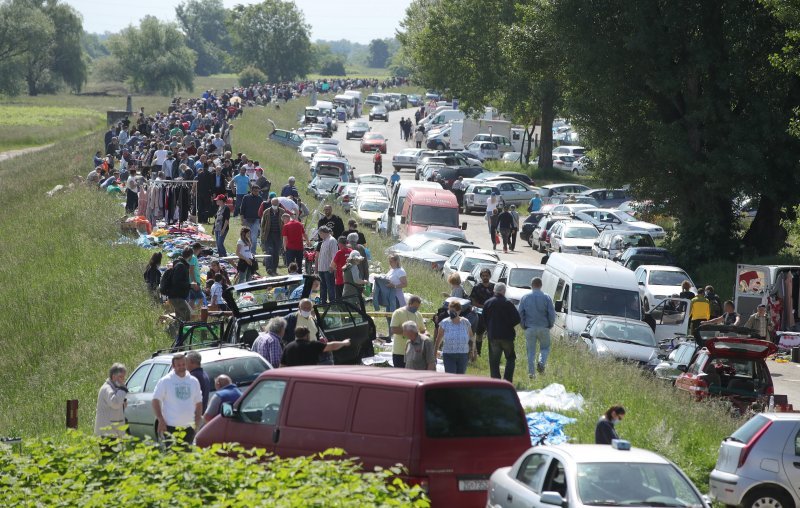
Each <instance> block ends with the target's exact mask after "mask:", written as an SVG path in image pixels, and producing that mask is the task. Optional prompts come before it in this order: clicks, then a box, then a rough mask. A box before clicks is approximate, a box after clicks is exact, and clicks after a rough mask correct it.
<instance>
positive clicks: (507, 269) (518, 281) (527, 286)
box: [489, 261, 544, 305]
mask: <svg viewBox="0 0 800 508" xmlns="http://www.w3.org/2000/svg"><path fill="white" fill-rule="evenodd" d="M542 272H544V266H543V265H534V264H531V263H524V262H520V263H517V262H514V261H500V262H499V263H497V264H496V265H495V266H494V268H493V269H492V276H491V277H490V278H489V282H491V283H493V284H497V283H498V282H502V283H503V284H505V285H506V298H507V299H508V300H509V301H510V302H511V303H513V304H514V305H519V301H520V299H521V298H522V296H523V295H525V294H526V293H530V292H531V280H533V278H534V277H541V276H542Z"/></svg>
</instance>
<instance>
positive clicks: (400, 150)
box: [392, 148, 422, 169]
mask: <svg viewBox="0 0 800 508" xmlns="http://www.w3.org/2000/svg"><path fill="white" fill-rule="evenodd" d="M420 153H422V148H403V149H402V150H400V151H399V152H398V153H397V155H395V156H393V157H392V167H394V169H403V168H411V169H416V167H417V159H418V158H419V154H420Z"/></svg>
++++++++++
■ Exercise objective
Can the lines from the start of the records through the line with "positive clicks: (507, 269)" be given again exactly, with the pictures left out?

■ Written answer
Each <instance> block ends with the target's exact mask after "mask:", written as an SVG path in image pixels, and producing that mask is the task. Optional prompts come before it in this order: clicks, then a box, then a rough mask. A box before clicks is approximate, a box after clicks is exact, and clicks after a rough mask correct it.
<instance>
positive clicks: (507, 269) (518, 281) (527, 286)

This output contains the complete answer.